::: EXTRACTED ENTRIES :::
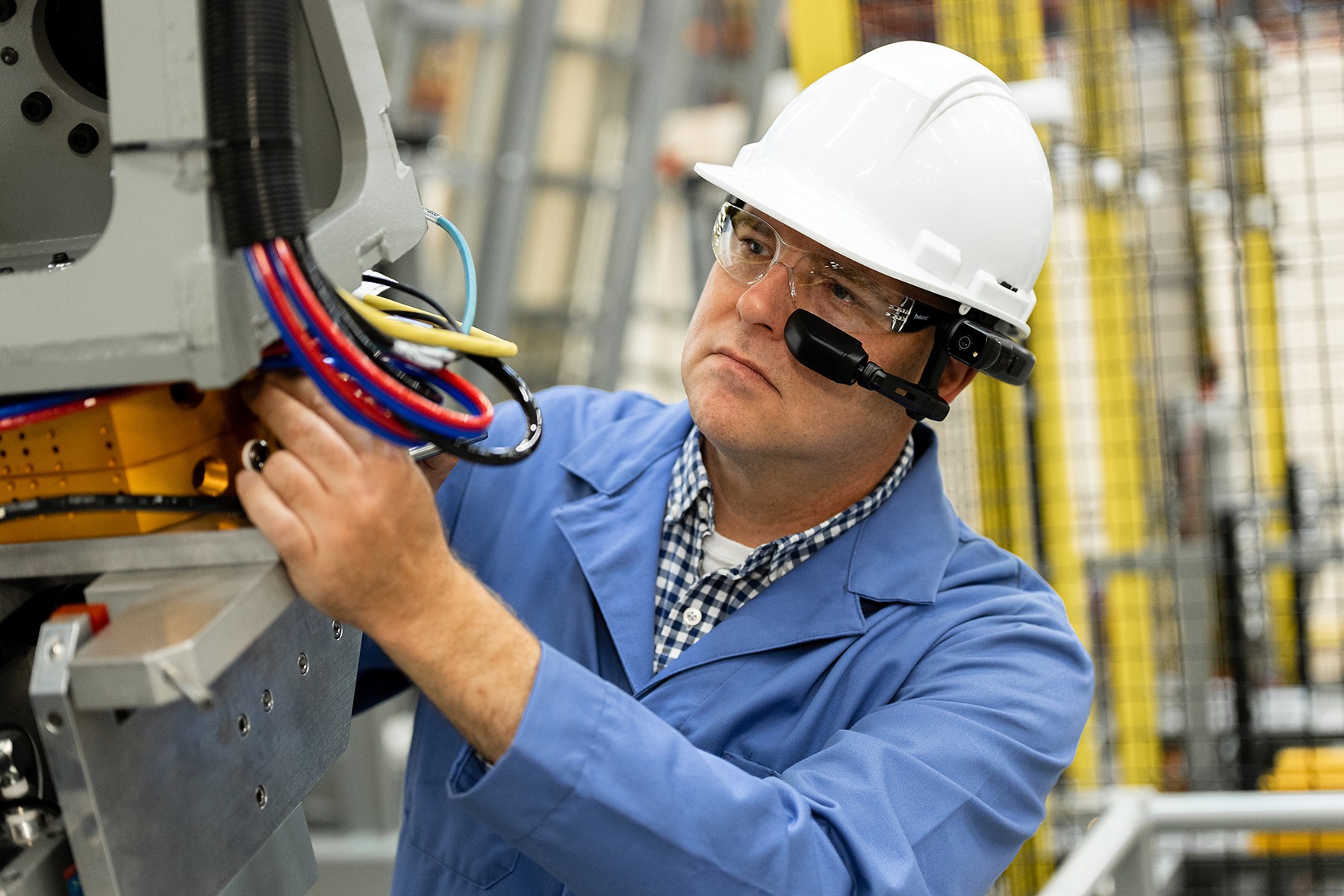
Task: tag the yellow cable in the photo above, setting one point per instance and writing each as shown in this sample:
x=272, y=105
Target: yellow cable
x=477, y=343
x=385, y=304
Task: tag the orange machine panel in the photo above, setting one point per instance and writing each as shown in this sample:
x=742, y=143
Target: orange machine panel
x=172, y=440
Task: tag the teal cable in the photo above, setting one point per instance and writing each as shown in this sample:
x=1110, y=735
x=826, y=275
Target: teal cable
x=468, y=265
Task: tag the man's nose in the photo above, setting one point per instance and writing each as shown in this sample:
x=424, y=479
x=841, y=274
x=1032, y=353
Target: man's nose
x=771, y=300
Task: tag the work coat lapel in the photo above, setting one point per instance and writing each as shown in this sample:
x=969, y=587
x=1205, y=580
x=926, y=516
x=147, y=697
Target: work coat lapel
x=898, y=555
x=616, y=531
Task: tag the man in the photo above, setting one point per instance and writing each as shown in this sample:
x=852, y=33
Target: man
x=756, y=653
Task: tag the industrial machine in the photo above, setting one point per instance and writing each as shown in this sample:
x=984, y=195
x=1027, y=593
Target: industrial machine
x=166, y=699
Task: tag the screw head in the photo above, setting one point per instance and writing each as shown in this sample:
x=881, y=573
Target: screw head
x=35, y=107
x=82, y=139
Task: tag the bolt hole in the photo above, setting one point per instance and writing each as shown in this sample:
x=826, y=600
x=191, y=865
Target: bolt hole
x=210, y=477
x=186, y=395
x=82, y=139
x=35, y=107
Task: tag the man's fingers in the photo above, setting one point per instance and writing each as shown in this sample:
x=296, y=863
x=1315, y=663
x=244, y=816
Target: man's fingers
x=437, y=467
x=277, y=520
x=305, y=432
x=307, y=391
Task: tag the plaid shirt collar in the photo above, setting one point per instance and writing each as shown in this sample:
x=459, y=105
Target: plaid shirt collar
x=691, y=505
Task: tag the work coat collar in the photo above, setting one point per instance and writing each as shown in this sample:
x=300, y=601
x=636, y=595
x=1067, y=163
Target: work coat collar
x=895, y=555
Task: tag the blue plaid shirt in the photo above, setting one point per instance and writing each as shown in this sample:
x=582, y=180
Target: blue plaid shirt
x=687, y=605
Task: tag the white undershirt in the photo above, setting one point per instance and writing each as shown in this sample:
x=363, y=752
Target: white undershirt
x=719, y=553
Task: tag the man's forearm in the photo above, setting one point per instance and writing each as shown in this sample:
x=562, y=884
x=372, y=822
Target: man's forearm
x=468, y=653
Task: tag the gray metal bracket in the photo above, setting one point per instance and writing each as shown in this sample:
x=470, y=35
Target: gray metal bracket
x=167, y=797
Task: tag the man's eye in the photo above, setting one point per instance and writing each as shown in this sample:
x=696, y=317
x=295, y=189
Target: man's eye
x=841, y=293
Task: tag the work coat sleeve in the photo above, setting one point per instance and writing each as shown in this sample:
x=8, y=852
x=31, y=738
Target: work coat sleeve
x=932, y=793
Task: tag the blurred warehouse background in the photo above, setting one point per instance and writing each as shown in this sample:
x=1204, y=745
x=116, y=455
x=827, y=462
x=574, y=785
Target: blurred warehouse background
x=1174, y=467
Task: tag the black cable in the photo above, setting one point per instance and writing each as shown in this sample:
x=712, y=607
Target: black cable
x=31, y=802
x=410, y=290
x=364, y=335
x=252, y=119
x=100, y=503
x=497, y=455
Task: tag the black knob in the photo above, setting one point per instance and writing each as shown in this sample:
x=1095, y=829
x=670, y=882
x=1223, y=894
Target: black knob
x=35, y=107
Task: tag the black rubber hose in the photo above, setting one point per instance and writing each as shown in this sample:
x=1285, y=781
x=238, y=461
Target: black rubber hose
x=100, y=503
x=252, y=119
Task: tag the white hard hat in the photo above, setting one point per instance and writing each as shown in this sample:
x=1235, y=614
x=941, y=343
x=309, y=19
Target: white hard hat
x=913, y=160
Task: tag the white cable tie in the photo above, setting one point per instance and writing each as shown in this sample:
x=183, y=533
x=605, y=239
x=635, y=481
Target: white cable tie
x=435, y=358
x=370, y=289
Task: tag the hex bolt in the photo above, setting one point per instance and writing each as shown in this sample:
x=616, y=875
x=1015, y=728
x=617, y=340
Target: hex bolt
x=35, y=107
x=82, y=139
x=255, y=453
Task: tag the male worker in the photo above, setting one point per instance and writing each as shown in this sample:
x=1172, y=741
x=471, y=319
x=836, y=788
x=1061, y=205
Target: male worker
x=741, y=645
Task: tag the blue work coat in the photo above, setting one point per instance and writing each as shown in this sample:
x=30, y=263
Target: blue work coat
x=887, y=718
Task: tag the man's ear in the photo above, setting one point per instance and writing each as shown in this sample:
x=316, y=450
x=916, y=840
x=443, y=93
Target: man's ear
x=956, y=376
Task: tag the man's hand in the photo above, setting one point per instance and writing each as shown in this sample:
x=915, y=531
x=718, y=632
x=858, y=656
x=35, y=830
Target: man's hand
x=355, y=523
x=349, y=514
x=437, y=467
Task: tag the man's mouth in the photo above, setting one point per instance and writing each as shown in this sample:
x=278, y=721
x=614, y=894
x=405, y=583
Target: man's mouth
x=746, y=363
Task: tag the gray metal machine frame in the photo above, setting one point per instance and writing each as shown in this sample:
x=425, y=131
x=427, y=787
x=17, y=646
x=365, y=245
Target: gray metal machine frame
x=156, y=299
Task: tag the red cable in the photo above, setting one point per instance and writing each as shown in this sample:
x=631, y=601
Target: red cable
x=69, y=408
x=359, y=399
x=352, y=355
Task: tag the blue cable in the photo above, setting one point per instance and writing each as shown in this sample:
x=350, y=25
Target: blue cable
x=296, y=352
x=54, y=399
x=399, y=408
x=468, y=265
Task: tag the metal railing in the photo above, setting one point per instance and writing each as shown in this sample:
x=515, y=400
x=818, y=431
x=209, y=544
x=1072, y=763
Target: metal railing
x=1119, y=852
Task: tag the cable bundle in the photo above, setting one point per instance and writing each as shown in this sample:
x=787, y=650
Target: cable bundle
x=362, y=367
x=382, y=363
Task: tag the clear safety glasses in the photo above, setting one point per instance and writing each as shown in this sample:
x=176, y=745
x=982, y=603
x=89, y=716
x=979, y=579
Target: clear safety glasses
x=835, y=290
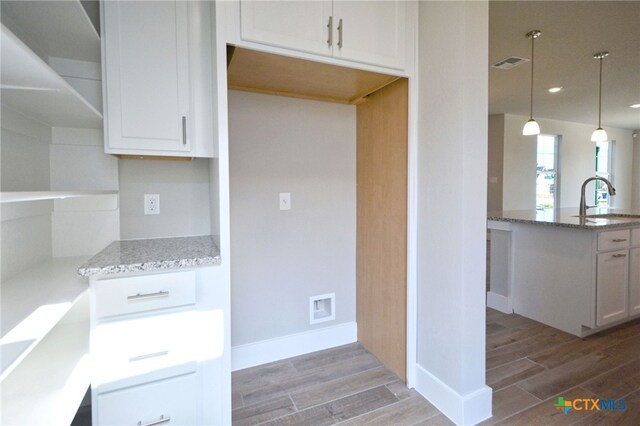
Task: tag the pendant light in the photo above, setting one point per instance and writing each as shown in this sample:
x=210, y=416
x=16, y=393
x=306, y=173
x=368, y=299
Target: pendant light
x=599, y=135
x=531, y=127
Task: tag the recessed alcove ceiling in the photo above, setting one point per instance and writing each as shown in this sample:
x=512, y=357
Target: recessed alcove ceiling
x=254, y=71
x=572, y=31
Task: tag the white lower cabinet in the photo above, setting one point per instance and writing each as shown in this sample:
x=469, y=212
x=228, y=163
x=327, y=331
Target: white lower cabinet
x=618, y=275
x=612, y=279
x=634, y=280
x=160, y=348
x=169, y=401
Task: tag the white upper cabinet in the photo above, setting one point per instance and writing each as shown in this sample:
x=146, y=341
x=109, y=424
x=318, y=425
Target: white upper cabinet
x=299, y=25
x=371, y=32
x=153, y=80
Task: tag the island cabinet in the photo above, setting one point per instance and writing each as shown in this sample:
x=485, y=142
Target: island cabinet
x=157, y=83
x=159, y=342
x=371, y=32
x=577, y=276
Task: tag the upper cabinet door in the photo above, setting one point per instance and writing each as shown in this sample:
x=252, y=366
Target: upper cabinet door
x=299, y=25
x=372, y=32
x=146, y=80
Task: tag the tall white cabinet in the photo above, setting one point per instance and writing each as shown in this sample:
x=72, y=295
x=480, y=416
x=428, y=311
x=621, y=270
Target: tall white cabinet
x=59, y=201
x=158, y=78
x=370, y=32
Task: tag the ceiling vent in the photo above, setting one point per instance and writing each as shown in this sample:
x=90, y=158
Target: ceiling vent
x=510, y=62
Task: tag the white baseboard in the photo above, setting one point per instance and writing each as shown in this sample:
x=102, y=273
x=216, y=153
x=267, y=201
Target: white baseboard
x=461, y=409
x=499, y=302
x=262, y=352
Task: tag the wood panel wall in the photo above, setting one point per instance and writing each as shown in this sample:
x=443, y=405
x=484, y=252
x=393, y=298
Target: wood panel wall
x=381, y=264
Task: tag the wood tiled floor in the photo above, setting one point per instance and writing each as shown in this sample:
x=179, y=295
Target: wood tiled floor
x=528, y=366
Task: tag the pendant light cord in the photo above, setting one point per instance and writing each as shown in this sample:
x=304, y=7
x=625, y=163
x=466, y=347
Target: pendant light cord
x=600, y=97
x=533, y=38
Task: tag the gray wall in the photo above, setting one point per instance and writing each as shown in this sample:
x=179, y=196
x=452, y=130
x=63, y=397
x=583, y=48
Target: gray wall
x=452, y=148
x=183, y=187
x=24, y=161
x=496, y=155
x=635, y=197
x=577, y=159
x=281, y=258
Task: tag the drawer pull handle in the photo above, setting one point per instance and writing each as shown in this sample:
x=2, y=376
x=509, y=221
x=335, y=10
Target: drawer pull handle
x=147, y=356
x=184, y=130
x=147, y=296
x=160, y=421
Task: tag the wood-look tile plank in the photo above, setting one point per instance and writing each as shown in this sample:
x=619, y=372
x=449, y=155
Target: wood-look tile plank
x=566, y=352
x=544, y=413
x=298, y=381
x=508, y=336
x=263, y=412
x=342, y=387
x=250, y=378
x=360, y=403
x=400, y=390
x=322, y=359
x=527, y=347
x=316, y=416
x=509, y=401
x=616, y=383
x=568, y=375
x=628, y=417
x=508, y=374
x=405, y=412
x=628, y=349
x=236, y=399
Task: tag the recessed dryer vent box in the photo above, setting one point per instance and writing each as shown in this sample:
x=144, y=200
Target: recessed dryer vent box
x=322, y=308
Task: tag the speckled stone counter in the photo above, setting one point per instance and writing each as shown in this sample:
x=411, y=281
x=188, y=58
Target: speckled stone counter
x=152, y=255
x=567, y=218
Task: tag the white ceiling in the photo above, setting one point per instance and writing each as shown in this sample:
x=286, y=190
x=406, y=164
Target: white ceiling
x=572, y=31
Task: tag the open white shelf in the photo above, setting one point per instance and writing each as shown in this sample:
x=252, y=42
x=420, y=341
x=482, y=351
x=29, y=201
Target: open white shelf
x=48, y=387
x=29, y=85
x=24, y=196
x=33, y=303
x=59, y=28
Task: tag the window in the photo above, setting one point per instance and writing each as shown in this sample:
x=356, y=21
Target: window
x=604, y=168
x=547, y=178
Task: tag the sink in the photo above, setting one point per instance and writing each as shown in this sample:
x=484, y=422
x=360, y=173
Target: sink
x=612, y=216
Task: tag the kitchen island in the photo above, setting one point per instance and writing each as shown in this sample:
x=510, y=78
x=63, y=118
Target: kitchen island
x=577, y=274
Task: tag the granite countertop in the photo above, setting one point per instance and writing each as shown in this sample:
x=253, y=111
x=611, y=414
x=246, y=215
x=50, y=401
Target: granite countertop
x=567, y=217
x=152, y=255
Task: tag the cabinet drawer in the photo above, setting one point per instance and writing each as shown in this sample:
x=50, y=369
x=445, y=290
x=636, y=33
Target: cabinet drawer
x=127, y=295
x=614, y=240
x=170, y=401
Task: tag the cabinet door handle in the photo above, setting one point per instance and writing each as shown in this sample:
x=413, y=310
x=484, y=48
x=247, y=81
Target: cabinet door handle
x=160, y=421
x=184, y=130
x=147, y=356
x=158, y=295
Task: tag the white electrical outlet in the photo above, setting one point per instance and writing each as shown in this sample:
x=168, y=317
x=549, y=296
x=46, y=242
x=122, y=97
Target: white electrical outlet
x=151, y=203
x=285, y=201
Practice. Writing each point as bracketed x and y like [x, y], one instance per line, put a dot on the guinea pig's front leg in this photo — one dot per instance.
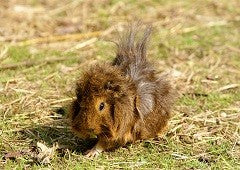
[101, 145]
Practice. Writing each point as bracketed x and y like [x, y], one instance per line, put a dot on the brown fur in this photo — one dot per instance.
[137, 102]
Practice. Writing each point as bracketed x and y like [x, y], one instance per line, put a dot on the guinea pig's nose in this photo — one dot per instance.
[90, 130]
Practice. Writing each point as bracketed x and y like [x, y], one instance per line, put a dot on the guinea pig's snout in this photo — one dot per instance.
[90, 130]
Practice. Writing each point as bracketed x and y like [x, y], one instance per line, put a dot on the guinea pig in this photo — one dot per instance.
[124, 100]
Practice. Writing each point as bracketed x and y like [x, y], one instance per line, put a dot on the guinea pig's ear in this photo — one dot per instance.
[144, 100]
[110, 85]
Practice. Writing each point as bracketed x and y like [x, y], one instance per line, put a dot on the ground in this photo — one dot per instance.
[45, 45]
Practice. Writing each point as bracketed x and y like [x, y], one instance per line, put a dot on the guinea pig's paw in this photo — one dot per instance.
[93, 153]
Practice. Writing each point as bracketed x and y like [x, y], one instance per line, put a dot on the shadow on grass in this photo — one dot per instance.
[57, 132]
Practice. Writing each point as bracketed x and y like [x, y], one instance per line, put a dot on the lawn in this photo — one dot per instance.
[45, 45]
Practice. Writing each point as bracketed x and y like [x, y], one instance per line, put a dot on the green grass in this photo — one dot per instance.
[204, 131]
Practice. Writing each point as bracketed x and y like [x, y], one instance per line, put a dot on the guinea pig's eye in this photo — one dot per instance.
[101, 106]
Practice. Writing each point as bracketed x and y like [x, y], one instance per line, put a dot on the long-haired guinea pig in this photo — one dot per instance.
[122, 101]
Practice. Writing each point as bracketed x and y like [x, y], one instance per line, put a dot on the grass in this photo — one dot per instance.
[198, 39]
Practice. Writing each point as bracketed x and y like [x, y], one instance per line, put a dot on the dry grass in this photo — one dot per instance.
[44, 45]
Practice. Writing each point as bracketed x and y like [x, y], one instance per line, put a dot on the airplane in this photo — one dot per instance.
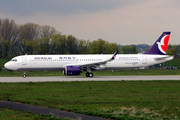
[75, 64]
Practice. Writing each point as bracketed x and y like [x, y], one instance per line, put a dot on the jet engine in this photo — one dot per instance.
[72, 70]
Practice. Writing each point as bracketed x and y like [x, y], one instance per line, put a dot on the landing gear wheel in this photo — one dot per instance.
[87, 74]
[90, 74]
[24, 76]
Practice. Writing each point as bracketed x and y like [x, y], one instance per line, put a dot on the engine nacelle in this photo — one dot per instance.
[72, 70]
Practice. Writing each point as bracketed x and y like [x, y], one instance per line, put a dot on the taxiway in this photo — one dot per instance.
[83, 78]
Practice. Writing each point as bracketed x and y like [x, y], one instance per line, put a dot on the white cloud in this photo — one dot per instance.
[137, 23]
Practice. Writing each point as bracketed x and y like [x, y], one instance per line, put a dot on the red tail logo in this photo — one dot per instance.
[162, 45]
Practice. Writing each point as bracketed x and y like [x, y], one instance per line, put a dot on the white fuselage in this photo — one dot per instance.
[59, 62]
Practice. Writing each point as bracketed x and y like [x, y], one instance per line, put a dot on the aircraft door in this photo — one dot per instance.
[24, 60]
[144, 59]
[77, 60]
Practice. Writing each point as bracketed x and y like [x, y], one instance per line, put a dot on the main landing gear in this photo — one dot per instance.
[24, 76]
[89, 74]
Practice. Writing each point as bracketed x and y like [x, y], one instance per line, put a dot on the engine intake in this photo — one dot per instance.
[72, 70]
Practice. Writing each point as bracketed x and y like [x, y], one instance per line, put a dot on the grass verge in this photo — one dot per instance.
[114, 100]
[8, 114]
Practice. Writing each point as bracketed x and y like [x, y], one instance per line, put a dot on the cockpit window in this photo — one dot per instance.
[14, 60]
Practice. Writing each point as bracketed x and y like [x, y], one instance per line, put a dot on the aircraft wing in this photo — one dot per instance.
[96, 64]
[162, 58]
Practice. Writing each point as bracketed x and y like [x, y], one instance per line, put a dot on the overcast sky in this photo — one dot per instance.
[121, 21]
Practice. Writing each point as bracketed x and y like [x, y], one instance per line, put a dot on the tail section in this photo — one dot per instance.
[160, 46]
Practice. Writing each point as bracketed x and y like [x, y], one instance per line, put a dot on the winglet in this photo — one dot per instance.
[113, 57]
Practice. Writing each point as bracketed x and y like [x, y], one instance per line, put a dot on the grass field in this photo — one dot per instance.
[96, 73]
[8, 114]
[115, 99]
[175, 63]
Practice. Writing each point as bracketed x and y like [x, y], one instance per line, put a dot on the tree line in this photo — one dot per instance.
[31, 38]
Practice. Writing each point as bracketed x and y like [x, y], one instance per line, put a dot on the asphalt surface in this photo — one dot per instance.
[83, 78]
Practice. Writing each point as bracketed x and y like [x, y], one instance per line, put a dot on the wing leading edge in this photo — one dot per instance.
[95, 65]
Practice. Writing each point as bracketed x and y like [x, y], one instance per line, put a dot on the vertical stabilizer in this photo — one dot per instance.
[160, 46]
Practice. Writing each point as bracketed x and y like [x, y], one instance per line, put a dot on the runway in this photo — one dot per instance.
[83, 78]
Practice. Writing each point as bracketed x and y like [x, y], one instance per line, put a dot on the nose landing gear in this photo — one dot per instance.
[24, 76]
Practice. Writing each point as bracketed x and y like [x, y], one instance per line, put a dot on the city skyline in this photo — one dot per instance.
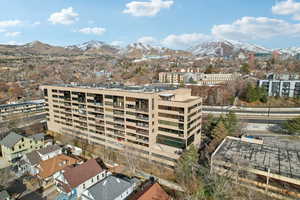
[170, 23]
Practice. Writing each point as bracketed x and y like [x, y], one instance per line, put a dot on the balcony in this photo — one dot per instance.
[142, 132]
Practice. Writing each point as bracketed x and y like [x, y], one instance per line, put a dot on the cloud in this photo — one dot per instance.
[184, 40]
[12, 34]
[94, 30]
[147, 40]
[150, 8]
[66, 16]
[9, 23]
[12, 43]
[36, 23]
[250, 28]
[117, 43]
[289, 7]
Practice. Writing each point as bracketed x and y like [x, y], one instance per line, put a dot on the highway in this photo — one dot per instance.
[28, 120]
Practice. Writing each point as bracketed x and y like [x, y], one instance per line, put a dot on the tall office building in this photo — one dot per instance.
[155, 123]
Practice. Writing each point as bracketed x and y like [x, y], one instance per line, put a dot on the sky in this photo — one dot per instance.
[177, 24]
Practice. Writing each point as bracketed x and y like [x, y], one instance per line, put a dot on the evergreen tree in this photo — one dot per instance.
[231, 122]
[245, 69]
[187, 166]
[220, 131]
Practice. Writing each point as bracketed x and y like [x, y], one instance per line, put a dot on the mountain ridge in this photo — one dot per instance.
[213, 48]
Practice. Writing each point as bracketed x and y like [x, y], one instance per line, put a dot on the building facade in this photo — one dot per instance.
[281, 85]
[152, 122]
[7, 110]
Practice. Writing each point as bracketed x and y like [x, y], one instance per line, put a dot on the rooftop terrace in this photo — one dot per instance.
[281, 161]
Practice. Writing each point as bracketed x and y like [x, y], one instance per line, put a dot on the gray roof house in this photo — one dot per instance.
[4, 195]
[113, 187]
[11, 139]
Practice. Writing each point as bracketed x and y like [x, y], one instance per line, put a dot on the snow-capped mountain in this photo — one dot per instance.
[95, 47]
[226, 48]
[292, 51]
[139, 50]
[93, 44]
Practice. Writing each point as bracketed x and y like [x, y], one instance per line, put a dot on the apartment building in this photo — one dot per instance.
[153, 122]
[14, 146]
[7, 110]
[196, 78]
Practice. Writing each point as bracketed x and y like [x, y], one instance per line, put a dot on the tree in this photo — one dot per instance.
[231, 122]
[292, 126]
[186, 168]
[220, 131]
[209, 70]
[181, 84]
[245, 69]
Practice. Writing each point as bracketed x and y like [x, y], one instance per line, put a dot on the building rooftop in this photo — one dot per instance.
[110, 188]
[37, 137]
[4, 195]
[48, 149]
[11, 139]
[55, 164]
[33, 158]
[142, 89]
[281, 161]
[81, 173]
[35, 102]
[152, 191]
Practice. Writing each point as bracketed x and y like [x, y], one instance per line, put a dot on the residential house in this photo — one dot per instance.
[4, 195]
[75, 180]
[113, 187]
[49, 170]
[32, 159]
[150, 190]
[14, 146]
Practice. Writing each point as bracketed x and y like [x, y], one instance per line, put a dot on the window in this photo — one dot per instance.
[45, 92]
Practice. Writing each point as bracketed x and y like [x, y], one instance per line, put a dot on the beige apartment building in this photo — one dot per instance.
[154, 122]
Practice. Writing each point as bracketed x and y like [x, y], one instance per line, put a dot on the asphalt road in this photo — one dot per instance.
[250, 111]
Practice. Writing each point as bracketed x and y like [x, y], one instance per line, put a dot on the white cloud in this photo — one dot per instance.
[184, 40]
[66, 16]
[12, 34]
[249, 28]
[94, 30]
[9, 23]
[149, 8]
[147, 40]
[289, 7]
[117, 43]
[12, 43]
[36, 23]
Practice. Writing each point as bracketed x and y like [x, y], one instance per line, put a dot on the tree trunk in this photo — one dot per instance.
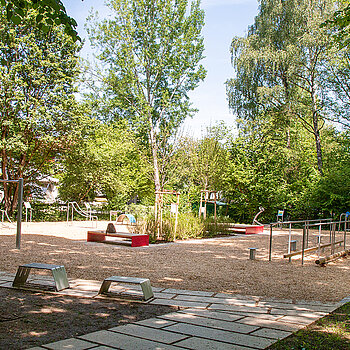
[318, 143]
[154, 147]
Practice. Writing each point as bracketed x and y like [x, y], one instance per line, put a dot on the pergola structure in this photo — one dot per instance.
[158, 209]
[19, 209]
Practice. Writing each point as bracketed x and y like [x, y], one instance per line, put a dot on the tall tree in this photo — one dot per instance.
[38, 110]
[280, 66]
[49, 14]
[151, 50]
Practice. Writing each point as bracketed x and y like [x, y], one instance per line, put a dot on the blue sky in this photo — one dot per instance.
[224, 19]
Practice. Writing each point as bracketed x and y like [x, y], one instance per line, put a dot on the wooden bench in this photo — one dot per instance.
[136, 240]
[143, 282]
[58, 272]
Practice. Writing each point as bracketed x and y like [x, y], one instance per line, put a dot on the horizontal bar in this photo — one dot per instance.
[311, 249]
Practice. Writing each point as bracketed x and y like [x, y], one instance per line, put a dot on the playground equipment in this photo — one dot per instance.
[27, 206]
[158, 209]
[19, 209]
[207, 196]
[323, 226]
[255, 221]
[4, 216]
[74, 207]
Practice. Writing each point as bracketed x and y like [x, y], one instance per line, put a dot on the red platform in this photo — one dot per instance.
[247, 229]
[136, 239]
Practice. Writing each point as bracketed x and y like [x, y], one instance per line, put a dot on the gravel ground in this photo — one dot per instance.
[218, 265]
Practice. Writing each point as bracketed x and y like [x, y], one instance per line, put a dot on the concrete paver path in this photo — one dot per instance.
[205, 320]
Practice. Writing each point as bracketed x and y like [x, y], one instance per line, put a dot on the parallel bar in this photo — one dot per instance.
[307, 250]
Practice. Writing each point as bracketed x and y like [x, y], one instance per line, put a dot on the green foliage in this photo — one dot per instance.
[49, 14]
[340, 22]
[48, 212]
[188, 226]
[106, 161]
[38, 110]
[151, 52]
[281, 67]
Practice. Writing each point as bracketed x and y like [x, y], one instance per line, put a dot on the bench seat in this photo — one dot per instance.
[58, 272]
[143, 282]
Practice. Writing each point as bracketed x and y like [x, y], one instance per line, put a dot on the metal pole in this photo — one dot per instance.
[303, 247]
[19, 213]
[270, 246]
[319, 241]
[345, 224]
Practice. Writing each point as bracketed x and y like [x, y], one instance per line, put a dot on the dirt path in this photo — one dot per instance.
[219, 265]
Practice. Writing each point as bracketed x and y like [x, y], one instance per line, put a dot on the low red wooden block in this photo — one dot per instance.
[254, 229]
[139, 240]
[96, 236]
:::
Extract, verbatim, the lines from the one containing "the green foliage" through the last line of the listing above.

Practice. Writing each point as bracketed x and y like [x, y], one instance per line, put a dot on the green foliage in this photo — one dot per instance.
[49, 14]
[340, 22]
[48, 212]
[188, 226]
[106, 161]
[38, 110]
[151, 52]
[281, 67]
Practice. Writing each point as bracketed x and y like [x, y], one instance per line, put a dot on the bench seat in this photo — one dot per instance.
[58, 272]
[143, 282]
Practice. Writing each point as bracketed x and y like [x, y], one instance per line, put a dot on the metal pole in this photo — one dot per instance.
[303, 247]
[19, 213]
[270, 246]
[319, 241]
[345, 224]
Practice. Writing each point as bracketed x and y like [x, y], one instance per line, put a dot on the dirt path in this photo — one dot per instance.
[219, 265]
Practice. Writing each point as bracketed x and y like [x, y], one instance per line, put a dot on the low red wooden block in this photo — one dot per instance.
[254, 229]
[139, 240]
[96, 236]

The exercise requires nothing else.